◆ **THE TASK**
Continue the post about the gcc `sqrt` link error, starting right after its last line.

◆ **DOCUMENT TEXT**
The following program cannot compile in gcc. But it compiles OK with g++ and MSC++ with .c extension.

#include <math.h>
#include <stdio.h>

int main()
{
  double t = 10;
  double t2 = 200;

  printf("%lf\n", sqrt(t*t2));

  return 0;
}

My system is CentOS, the version info.

> gcc --version
gcc (GCC) 4.1.2 20080704 (Red Hat 4.1.2-46)
Copyright (C) 2006 Free Software Foundation, Inc.
This is free software; see the source for copying conditions.  There is NO
warranty; not even for MERCHANTABILITY or FITNESS FOR A PARTICULAR PURPOSE.

The error info:

> gcc test.c
/tmp/ccyY3Hiw.o: In function `main':
test.c:(.text+0x55): undefined reference to `sqrt'
collect2: ld returned 1 exit status

Is this a bug?

◆ **Lines of data**
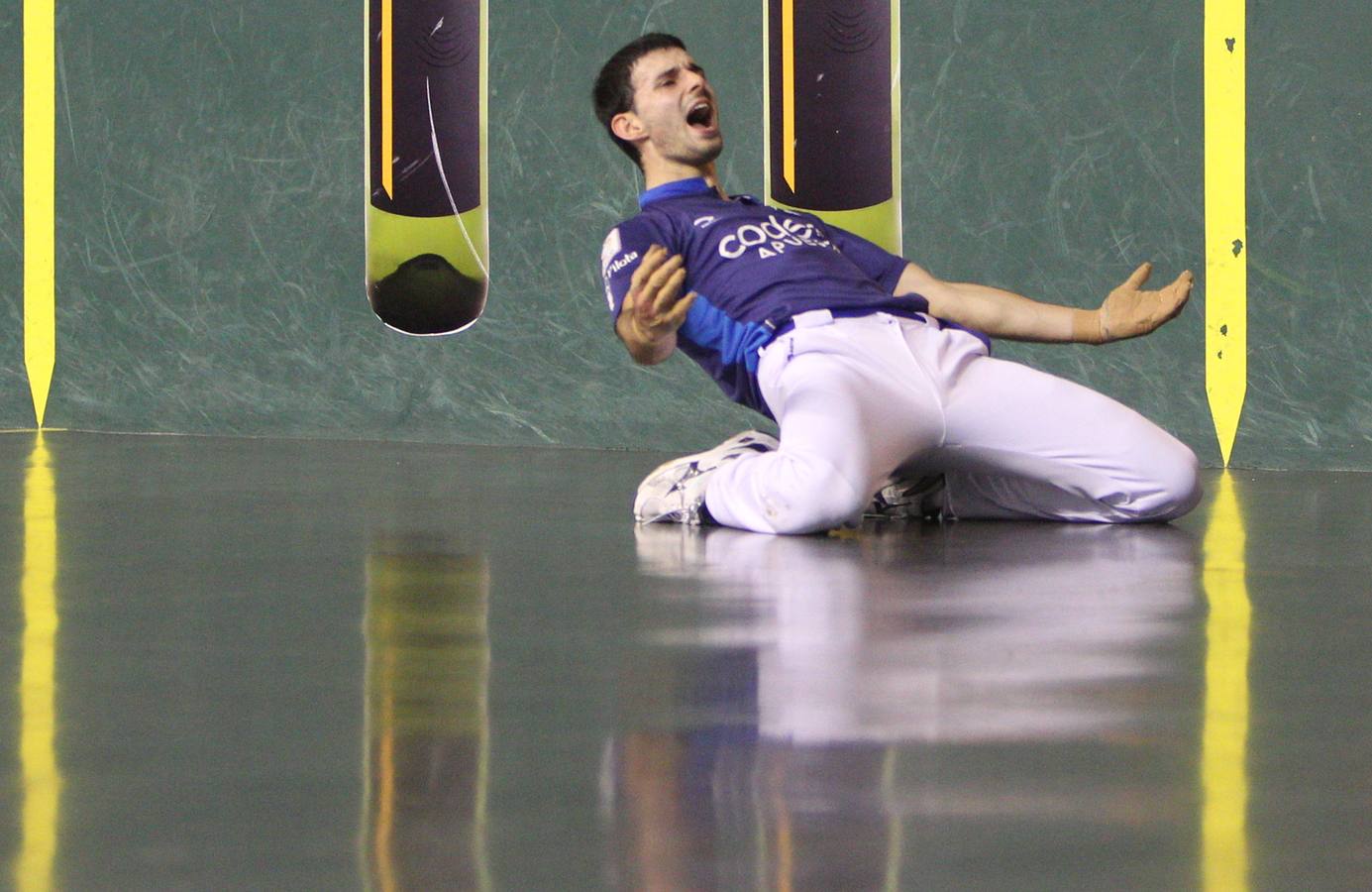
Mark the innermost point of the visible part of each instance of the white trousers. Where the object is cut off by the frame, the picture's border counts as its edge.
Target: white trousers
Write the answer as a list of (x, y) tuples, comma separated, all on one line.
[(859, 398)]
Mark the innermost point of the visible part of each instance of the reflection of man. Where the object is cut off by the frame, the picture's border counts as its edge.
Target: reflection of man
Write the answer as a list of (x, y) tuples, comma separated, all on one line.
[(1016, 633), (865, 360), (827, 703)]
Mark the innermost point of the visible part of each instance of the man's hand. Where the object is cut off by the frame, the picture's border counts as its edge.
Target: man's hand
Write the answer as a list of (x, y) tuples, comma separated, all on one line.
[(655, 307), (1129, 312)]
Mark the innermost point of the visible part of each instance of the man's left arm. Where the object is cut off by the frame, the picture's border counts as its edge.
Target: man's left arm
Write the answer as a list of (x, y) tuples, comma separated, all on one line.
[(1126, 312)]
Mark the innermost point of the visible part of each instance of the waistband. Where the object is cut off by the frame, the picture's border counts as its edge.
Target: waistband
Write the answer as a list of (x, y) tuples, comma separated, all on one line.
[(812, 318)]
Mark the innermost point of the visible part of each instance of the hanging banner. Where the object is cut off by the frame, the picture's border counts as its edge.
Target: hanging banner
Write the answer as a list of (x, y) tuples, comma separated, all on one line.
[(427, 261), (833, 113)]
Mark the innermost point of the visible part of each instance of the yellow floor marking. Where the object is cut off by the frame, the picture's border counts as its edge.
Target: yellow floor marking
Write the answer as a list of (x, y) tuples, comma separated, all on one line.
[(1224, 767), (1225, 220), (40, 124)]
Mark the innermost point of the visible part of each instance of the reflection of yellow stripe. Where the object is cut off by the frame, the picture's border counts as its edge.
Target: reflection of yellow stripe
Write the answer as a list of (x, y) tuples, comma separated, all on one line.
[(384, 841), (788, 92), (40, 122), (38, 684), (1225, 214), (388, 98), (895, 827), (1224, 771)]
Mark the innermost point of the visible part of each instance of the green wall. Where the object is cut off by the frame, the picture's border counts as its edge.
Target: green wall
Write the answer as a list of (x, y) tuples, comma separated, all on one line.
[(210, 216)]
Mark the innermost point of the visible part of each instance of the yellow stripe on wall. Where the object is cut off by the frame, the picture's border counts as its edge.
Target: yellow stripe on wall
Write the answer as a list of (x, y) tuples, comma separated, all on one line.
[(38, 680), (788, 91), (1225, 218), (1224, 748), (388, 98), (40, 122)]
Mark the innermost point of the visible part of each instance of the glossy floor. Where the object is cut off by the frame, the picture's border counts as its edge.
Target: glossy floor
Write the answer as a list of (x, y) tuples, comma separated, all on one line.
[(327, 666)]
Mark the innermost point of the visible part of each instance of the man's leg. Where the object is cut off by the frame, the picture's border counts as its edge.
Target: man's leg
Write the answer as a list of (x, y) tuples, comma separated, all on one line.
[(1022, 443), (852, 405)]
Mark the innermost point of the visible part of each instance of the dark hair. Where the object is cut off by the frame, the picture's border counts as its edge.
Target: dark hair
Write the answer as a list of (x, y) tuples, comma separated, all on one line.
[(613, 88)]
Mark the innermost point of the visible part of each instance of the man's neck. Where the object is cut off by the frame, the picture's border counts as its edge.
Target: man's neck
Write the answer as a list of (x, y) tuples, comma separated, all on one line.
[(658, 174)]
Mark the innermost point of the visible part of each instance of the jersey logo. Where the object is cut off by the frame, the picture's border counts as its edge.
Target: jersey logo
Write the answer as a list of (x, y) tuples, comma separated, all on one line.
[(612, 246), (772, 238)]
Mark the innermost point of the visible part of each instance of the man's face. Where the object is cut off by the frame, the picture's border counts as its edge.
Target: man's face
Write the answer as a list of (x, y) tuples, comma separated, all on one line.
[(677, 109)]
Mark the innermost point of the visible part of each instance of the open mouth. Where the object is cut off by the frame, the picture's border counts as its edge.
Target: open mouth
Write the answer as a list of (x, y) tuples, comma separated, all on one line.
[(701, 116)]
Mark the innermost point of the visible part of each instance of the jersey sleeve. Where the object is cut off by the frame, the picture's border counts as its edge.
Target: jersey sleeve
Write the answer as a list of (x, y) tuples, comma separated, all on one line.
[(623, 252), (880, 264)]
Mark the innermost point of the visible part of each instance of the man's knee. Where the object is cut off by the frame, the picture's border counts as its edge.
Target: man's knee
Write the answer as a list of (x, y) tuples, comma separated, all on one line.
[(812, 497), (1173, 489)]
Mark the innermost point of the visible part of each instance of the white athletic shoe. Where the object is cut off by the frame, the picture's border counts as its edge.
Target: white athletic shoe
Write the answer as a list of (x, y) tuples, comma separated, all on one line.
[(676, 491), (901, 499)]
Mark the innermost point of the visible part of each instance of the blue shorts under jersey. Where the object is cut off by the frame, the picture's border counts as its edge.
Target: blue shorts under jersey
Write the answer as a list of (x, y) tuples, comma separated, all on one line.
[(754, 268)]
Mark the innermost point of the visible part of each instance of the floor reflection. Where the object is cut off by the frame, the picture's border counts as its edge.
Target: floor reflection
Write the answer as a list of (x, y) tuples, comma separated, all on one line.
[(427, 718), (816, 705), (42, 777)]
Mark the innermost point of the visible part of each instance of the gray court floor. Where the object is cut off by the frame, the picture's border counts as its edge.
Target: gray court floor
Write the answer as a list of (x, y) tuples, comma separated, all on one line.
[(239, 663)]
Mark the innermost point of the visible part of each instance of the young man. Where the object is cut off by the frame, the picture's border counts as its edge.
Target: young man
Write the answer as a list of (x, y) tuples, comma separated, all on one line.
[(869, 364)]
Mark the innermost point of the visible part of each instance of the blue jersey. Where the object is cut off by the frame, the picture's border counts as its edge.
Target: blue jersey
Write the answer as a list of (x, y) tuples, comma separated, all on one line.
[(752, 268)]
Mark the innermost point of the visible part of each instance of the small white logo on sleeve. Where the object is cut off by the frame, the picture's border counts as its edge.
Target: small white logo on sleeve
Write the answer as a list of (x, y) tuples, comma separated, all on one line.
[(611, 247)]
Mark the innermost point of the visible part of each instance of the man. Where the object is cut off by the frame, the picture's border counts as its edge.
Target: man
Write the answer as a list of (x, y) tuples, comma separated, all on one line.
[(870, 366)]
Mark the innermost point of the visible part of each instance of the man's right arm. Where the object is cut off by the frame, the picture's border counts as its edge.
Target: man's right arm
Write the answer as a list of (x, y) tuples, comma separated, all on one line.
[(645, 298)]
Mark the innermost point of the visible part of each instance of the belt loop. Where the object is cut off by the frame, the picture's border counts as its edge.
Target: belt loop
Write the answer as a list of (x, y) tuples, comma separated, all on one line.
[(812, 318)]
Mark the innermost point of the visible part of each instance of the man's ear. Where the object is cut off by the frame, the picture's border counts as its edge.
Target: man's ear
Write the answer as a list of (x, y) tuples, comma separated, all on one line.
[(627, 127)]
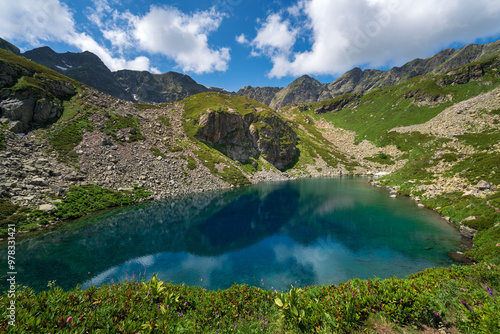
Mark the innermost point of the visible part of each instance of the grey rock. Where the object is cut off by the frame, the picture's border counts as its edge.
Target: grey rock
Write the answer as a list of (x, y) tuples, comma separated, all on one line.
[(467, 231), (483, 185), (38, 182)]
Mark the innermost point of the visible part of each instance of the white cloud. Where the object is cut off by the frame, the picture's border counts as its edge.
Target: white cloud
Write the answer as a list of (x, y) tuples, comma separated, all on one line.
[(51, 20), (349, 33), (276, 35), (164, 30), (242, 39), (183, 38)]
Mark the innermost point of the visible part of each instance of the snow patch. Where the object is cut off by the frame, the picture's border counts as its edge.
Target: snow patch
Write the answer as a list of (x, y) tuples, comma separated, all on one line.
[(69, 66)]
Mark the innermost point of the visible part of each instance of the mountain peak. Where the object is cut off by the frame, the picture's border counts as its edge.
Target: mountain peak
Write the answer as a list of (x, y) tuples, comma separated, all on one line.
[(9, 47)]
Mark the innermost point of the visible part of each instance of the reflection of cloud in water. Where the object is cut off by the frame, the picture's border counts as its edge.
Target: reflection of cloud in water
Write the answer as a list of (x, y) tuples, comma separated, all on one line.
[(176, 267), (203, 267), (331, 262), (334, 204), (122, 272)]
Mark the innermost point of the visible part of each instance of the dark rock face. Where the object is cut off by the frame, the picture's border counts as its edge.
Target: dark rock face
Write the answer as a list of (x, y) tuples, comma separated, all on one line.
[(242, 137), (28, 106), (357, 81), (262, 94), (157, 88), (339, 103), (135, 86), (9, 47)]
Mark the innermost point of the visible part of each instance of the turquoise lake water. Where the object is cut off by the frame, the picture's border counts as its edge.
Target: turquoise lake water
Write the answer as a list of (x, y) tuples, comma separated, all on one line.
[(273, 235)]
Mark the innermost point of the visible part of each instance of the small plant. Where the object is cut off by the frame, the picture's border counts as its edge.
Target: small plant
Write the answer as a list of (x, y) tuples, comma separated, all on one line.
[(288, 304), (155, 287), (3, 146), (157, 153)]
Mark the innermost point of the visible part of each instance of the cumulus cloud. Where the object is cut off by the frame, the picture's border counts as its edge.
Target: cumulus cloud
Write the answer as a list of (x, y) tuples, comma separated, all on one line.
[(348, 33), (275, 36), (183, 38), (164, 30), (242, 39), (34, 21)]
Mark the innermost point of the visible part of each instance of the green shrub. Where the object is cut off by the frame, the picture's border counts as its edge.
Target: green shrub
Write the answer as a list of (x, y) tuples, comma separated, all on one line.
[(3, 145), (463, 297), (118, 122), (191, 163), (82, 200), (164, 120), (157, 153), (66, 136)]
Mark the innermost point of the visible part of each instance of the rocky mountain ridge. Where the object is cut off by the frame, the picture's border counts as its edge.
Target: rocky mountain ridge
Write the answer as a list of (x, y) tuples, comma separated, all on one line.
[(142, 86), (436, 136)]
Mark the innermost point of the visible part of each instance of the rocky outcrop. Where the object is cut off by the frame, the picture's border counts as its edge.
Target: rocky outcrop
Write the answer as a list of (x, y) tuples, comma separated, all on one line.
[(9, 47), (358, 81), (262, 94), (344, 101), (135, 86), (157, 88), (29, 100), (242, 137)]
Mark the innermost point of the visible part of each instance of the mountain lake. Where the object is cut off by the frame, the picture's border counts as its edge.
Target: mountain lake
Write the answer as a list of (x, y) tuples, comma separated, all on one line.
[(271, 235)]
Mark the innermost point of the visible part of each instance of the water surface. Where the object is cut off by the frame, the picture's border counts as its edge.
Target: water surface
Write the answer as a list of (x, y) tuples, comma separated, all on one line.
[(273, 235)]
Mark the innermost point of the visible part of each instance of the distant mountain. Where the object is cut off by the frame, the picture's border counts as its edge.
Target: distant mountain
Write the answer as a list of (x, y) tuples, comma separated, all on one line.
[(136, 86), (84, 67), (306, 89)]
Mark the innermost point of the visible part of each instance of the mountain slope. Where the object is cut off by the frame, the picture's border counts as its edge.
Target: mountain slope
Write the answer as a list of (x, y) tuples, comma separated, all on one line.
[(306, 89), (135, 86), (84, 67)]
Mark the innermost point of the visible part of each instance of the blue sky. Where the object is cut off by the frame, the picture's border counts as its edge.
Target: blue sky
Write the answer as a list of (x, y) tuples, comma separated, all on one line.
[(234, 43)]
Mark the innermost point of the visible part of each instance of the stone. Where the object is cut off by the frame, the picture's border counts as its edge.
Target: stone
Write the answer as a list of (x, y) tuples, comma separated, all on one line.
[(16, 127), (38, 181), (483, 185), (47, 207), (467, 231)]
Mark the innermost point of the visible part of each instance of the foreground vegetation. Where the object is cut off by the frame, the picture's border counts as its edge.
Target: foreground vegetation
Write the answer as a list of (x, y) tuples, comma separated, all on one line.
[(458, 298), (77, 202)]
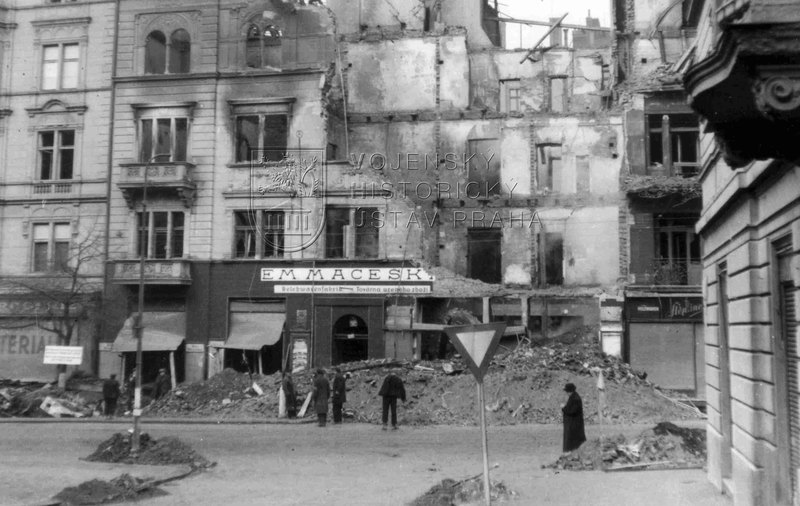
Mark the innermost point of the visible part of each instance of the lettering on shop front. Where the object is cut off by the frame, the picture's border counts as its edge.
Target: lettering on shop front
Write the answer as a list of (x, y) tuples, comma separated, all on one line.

◆ **REPLY TO THE EXERCISE**
Any one can do a test for me?

+13  A: 

Have you linked the math library?

gcc -lm test.c -o test 
Tom
Thanks... I am new to this compiler.. But g++ works..
Yin Zhu
Because `g++` pulls in `-lstdc++` which pulls in `-lm`.
ephemient
You don't want to compile 'raw' C code with `g++`. C and C++ are different languages.
Alok
+4  A: 

Try gcc -lm test.c -o test

For gcc, you need to tell it to link the math library in, by adding -lm to your gcc call.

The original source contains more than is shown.